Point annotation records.
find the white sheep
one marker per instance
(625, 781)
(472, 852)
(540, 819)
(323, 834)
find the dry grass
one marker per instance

GIVEN PROBLEM.
Rewrite every line of the records above as a numbered list, omitting any blank lines.

ANSWER BELOW.
1. find the white sheep
2. one marker per instance
3. (625, 781)
4. (472, 852)
5. (540, 819)
6. (323, 834)
7. find the dry grass
8. one marker per instance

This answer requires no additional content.